GIVEN INSTRUCTION:
Could you extract the lines below, from the line with "of the main" up to and including the line with "pixel 272 272", and repeat them word for word?

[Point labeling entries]
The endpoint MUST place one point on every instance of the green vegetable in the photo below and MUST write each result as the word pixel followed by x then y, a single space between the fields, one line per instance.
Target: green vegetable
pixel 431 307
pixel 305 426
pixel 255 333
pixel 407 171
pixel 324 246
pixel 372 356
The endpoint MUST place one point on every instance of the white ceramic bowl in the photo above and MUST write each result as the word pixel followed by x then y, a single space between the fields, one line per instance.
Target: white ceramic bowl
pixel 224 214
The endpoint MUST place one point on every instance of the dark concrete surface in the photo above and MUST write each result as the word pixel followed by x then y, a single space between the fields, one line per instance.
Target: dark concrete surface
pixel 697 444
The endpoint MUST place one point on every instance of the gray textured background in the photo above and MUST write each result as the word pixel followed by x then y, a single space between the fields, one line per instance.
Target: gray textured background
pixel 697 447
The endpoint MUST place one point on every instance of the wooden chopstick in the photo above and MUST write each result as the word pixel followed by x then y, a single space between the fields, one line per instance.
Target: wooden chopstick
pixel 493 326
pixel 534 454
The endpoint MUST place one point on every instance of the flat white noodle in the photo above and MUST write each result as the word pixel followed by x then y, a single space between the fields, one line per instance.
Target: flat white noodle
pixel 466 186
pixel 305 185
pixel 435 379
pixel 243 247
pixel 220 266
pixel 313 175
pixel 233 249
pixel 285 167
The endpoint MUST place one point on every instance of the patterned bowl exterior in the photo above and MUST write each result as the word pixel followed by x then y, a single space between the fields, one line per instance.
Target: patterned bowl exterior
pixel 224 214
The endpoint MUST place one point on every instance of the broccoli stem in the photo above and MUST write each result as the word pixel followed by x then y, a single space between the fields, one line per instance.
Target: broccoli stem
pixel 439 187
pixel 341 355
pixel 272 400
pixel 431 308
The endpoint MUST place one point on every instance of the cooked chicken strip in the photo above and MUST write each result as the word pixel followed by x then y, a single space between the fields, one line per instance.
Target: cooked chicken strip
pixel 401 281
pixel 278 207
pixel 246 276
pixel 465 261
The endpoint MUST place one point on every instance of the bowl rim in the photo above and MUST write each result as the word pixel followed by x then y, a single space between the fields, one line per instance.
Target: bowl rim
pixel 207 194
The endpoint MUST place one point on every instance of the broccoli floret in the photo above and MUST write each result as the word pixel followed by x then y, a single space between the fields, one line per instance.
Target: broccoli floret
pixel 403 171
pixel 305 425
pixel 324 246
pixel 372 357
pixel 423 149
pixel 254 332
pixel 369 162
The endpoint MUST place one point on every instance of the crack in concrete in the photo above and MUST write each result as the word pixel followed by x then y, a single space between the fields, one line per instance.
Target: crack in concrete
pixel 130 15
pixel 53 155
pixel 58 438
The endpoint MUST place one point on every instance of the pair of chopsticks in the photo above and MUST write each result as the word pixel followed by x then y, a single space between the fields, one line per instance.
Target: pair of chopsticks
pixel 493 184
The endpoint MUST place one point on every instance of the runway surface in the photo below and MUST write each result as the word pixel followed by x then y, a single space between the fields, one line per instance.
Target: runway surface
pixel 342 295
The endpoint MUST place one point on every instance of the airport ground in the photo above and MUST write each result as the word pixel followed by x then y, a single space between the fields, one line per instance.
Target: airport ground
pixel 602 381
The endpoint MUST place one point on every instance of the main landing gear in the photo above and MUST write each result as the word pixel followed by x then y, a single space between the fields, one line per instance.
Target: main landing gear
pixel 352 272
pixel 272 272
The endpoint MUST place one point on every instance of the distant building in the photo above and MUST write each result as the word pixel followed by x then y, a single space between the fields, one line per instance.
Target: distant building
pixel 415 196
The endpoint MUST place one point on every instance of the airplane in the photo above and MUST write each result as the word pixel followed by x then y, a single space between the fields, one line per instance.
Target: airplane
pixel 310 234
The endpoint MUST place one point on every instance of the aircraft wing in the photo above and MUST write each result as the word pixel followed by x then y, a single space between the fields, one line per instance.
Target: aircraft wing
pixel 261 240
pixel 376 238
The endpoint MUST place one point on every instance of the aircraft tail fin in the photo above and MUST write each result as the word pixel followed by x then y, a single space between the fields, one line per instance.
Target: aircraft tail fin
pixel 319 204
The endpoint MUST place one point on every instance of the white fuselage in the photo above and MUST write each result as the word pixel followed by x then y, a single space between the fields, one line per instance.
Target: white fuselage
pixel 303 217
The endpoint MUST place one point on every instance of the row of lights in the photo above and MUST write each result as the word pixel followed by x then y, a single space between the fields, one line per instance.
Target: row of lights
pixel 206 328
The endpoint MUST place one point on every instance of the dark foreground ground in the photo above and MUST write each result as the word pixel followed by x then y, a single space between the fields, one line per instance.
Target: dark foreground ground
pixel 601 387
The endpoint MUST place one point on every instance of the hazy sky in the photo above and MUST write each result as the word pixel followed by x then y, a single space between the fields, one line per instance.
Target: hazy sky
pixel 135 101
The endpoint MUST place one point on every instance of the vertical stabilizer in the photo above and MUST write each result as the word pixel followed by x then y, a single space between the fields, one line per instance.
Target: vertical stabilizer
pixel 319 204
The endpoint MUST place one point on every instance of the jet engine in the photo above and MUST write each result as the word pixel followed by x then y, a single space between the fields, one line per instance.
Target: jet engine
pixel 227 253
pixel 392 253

WRITTEN ANSWER:
The endpoint MUST place one point on every instance of the main landing gear in the photo above and MUST write each result as the word pixel followed by x then y, a single space between the fields, one line per instance.
Target: main landing gear
pixel 352 272
pixel 272 272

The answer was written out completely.